┌─ Tekst do przeczytania

Społeczność
Miejsce na to, by zainspirować. Siebie i innych. Wieści z życia przedszkoli, konkursy, odpowiedzi na nurtujące Was pytania.
Zabawy z Misiem Lubisiem
Wpis został sprawdzony przez moderatora
W roku szkolnym 2012/13 objęłam wychowawstwo w grupie dzieci 3-letnich "Jeżyki". W czerwcu w ramach działań programu adaptacyjnego przygotowywałam się do spotkań z przyszłymi przedszkolakami i ich rodzicami. Dzieci brały udział w krótkich zajęciach, zabawach w ogrodzie przedszkolnym oraz zapoznały sie z pomieszczeniami znajdującymi się w przedszkolu. Rodzice w formie broszury otrzymali cenne wskazówki "Jak przygotować dzieci do adaptacji w nowym środowisku". W czasie rozmowy z rodzicami zauważyłam lęk, obawy przed tzw. "pierwszym rozstaniem". Chcąc jeszcze bardziej zmiejszyć stres dzieci i jednocześnie umilić im czas w przedszkolu opracowałam działania mające na celu eliminowanie lęku oraz łatwiejsze integrowanie z grupą rówieśników.

└─

= Zadania =
[1] Na podstawie wpisu o adaptacji trzylatków w przedszkolu proszę odpowiedzieć na poniższe pytania.
(a) W którym roku szkolnym osoba pisząca objęła wychowawstwo?
(b) Jak nazywała się grupa dzieci 3-letnich?
(c) Co rodzice otrzymali w formie broszury?
[2] Proszę podjąć wpis o adaptacji trzylatków w przedszkolu i kontynuować go od miejsca, w którym się kończy.

┌─ Sekcja danych

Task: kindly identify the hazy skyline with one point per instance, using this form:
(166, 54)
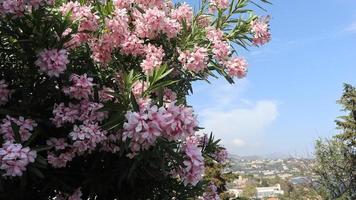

└─

= Odpowiedzi do zadań =
[1]
(a) W roku szkolnym 2012/13.
(b) „Jeżyki”.
(c) Wskazówki „Jak przygotować dzieci do adaptacji w nowym środowisku”.

[2]
Pierwszego dnia, każde dziecko witało sie z maskotką "Misiem Lubisiem" (miś przytulał się i głaskał maluszki), nastepnie zaprosił do zabawy. Przy dźwiekach muzyki dzieci próbowały tańczyć. Oczywiście nie brakowało dzieci które płakały, wtedy razem z panią siadały przy stoliczku próbując bawić się układankami, klockami. Podczas wszystkich czynności miś towarzyszył dzieciom. Również podczas spożywania posiłków zajął swoje miejsce na półce, bacznie przyglądając się maluszkom.
Wszyscy wiemy, "pierwsze leżakowanie" w oczach dziecka to ogromny stres urastający do olbrzymich rozmiarów. Przygotowałam pogadankę "włączając" Misia, tłumacząc, że Lubiś po długiej zabawie, po spożyciu pysznego obiadu jest zmęczony i musi troszeczkę odpocząć, aby nabrać sił do dalszej zabawy. Zachęcone widokiem leżacego misia, dzielnie z pomoca pani przebrały się do piżamek i przy dźwiekach kołysanek położyły się na leżaczkach. Dalej juz nie było problemu, dzieci zrelaksowane wróciły do domu.
Przez kolejne dni starałam się uatrakcyjnić zabawy. W końcu udało się pokonać barierę leku. Nagrodą za dzielne zachowanie były odwiedziny misia w domach dzieci. Zawsze przed obiadem "Lubiś "siadał" w kole i "toczył" rozmowę z dziećmi na ciekawe tematy, po czym ze specjalnego koszyczka losował kartkę z imieniem dziecka tj. do którego "pójdzie do domu".
Dzieci z niecierpliwością czekały na swoją kolej. Uczyły się w ten sposób również cierpliwości, dzielenia z rówieśnikami ulubioną zabawką, a w końcu dzielenia się wrażeniami z pobytu "nowego lokatora". W ten sposób kształtowałtowane były m.in stosunki społeczno-emocjonalne oraz słownictwo dzieci.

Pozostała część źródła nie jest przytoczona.